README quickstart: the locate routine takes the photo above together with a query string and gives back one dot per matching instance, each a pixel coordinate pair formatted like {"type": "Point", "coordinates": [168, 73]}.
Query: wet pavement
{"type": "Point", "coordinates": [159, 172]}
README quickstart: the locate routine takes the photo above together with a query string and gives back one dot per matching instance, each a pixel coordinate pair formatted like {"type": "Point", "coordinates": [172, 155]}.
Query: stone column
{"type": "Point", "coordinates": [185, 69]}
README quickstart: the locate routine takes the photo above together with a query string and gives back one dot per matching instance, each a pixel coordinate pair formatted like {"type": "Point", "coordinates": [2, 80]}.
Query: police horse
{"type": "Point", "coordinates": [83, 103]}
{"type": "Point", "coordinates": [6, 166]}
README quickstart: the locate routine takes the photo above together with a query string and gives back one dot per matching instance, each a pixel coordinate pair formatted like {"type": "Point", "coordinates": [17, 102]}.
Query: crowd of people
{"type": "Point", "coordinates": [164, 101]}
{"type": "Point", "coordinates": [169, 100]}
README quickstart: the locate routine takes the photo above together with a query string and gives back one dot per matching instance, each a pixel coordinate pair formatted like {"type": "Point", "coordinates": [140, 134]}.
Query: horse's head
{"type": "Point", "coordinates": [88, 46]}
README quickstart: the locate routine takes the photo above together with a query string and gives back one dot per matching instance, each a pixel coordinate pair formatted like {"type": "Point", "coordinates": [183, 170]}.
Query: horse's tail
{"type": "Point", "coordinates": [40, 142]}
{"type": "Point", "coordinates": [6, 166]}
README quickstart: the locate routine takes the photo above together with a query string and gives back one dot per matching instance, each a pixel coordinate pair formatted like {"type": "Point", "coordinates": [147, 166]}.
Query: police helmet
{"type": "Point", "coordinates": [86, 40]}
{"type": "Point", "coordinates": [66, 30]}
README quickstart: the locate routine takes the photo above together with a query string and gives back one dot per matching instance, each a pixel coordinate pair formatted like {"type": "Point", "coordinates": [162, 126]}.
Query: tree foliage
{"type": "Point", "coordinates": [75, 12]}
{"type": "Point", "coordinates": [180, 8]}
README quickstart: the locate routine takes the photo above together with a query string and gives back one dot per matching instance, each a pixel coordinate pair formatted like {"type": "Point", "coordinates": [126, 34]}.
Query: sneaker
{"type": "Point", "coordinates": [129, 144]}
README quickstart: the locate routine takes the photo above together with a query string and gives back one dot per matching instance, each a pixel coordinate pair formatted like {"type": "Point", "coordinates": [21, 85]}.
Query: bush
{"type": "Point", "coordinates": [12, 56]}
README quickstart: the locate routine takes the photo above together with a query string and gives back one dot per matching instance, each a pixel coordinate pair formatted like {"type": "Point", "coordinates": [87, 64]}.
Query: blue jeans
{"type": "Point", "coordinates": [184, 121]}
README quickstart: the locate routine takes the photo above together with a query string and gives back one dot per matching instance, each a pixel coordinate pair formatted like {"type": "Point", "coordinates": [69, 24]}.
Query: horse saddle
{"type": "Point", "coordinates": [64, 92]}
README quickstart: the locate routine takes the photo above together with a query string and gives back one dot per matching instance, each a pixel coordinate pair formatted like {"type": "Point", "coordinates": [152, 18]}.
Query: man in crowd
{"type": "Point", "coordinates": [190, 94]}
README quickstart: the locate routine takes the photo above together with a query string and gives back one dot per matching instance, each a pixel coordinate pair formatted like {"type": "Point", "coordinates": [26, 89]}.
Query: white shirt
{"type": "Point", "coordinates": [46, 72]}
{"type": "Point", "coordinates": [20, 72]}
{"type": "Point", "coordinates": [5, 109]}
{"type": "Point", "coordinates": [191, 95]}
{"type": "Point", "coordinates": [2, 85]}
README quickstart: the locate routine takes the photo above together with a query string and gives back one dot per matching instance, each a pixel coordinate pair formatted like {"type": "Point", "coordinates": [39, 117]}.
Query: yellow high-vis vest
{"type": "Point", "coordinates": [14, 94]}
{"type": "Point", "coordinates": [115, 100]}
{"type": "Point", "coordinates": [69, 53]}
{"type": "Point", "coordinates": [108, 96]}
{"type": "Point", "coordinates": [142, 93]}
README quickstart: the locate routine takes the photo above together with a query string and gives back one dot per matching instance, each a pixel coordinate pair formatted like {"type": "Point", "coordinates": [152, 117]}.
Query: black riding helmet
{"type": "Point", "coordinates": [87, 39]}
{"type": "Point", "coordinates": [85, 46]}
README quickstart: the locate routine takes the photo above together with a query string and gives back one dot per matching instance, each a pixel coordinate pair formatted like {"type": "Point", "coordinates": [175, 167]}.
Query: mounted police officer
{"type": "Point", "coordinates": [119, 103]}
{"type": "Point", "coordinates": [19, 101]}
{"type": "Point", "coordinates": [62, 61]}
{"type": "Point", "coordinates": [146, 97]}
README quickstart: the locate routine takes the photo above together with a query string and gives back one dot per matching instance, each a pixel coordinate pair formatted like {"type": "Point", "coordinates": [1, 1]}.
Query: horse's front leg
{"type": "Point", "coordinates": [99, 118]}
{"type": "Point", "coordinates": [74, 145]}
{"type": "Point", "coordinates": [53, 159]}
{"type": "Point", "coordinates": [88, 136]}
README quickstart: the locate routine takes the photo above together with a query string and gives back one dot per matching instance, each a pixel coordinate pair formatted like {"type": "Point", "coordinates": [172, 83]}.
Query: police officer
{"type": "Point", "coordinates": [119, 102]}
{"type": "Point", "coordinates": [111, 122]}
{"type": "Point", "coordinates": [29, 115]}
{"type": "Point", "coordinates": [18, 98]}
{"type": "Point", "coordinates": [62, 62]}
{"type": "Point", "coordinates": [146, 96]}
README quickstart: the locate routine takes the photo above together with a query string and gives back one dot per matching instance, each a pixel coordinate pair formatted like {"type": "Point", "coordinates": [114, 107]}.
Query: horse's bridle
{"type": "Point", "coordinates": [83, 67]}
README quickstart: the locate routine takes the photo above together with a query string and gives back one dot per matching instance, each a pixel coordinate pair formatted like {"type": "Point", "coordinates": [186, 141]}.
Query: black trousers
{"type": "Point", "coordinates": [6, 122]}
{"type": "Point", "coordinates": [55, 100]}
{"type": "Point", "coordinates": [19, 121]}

> _THE PROBLEM_: Your task is to return all of the material exactly.

> _EXERCISE SOLUTION_:
README quickstart: the locate routine takes the photo above together with a query string and gives back one dot per matching instance, each a pixel coordinate pair formatted like {"type": "Point", "coordinates": [168, 73]}.
Query: wet pavement
{"type": "Point", "coordinates": [159, 172]}
README quickstart: the locate routine takes the photo above together with a query string and gives back one dot per matching instance, each a pixel coordinate pair formatted like {"type": "Point", "coordinates": [172, 155]}.
Query: stone column
{"type": "Point", "coordinates": [185, 69]}
README quickstart: the locate routine takes the photo above together with a query string and gives back one dot per matching instance, each a pixel coordinate pair formatted like {"type": "Point", "coordinates": [2, 80]}.
Query: police horse
{"type": "Point", "coordinates": [83, 103]}
{"type": "Point", "coordinates": [6, 166]}
README quickstart: the locate routine takes the photo above together with a query string and gives back one dot per matching instance, each a pixel coordinate pair formatted like {"type": "Point", "coordinates": [17, 102]}.
Query: crowd of people
{"type": "Point", "coordinates": [164, 101]}
{"type": "Point", "coordinates": [169, 100]}
README quickstart: the locate routine takes the photo above together with a query string and gives back one dot per matching instance, each a pixel coordinate pair formatted like {"type": "Point", "coordinates": [140, 134]}.
Query: horse's head
{"type": "Point", "coordinates": [88, 46]}
README quickstart: the locate routine takes the photo above together with a query string and gives back one dot per matching instance, each a pixel coordinate pair formatted like {"type": "Point", "coordinates": [183, 170]}.
Query: horse's tail
{"type": "Point", "coordinates": [40, 142]}
{"type": "Point", "coordinates": [6, 166]}
README quickstart: the locate routine takes the photo above together with a query string and gives back one dot per matching instance, each a pixel coordinate pair formatted like {"type": "Point", "coordinates": [147, 166]}.
Query: police helmet
{"type": "Point", "coordinates": [86, 40]}
{"type": "Point", "coordinates": [66, 30]}
README quickstart: the locate routine takes the photo above together with a query string and gives back one dot per matching instance, each a pixel coordinate pair formatted like {"type": "Point", "coordinates": [162, 126]}.
Query: tree foliage
{"type": "Point", "coordinates": [75, 12]}
{"type": "Point", "coordinates": [180, 8]}
README quickstart: the locate routine takes the photo above together with a query string and gives back one dot per matching instance, each a pixel coordinate pair formatted like {"type": "Point", "coordinates": [126, 34]}.
Query: sneaker
{"type": "Point", "coordinates": [129, 144]}
README quickstart: the locate routine takes the photo above together with a query string and gives back one dot per matching instance, each a pixel coordinate pair formatted like {"type": "Point", "coordinates": [21, 85]}.
Query: bush
{"type": "Point", "coordinates": [12, 56]}
README quickstart: the locate routine takes the photo above together with a query string and gives back one dot per matching instance, each a pixel coordinate pair formatted like {"type": "Point", "coordinates": [87, 64]}.
Query: blue jeans
{"type": "Point", "coordinates": [184, 121]}
README quickstart: the locate routine takes the photo above together with a query string and gives back one dot per matching instance, each a pixel coordinate pair formatted like {"type": "Point", "coordinates": [69, 24]}.
Query: horse saddle
{"type": "Point", "coordinates": [64, 92]}
README quickstart: the locate routine takes the photo above together with a query string and gives back one dot per matching instance, each a pixel coordinate pair formatted like {"type": "Point", "coordinates": [152, 18]}.
Query: man in crowd
{"type": "Point", "coordinates": [190, 94]}
README quickstart: the locate routine takes the photo above together with a query string and gives back one dot per matching instance, each a pixel coordinate pair formatted like {"type": "Point", "coordinates": [26, 89]}.
Query: white shirt
{"type": "Point", "coordinates": [46, 72]}
{"type": "Point", "coordinates": [20, 72]}
{"type": "Point", "coordinates": [5, 109]}
{"type": "Point", "coordinates": [191, 95]}
{"type": "Point", "coordinates": [2, 85]}
README quickstart: the locate routine takes the photo above together with a query string and gives back one dot per matching instance, each a pixel coordinate pair formatted like {"type": "Point", "coordinates": [39, 117]}.
Query: yellow high-vis vest
{"type": "Point", "coordinates": [14, 94]}
{"type": "Point", "coordinates": [115, 100]}
{"type": "Point", "coordinates": [69, 53]}
{"type": "Point", "coordinates": [108, 96]}
{"type": "Point", "coordinates": [142, 93]}
README quickstart: the locate routine takes the photo above together with a query string and gives back one dot per matching instance, each a pixel coordinate pair formatted like {"type": "Point", "coordinates": [152, 117]}.
Query: black riding helmet
{"type": "Point", "coordinates": [87, 39]}
{"type": "Point", "coordinates": [85, 46]}
README quickstart: the locate routine takes the photo above together with a query string and gives back one dot per matching instance, each a pixel coordinate pair formatted like {"type": "Point", "coordinates": [175, 167]}.
Query: mounted police officer
{"type": "Point", "coordinates": [119, 103]}
{"type": "Point", "coordinates": [19, 101]}
{"type": "Point", "coordinates": [62, 61]}
{"type": "Point", "coordinates": [146, 97]}
README quickstart: the locate routine takes the photo above together with a query string and gives back one dot per matching instance, each a pixel coordinate pair formatted like {"type": "Point", "coordinates": [1, 1]}.
Query: horse's front leg
{"type": "Point", "coordinates": [99, 118]}
{"type": "Point", "coordinates": [74, 145]}
{"type": "Point", "coordinates": [53, 159]}
{"type": "Point", "coordinates": [88, 136]}
README quickstart: the locate routine takes the photo above together with a query string and gives back one dot per matching instance, each a pixel coordinate pair formatted like {"type": "Point", "coordinates": [172, 83]}.
Query: police officer
{"type": "Point", "coordinates": [119, 102]}
{"type": "Point", "coordinates": [111, 122]}
{"type": "Point", "coordinates": [29, 115]}
{"type": "Point", "coordinates": [18, 98]}
{"type": "Point", "coordinates": [62, 62]}
{"type": "Point", "coordinates": [146, 96]}
README quickstart: the locate routine takes the photo above together with a query string and gives back one dot per matching instance, each a pixel coordinate pair formatted like {"type": "Point", "coordinates": [114, 107]}.
Query: horse's bridle
{"type": "Point", "coordinates": [83, 67]}
README quickstart: the locate routine takes the photo above together with a query string and gives back one dot per matching instance, each a pixel coordinate pair formatted like {"type": "Point", "coordinates": [186, 141]}.
Query: black trousers
{"type": "Point", "coordinates": [6, 122]}
{"type": "Point", "coordinates": [55, 100]}
{"type": "Point", "coordinates": [19, 121]}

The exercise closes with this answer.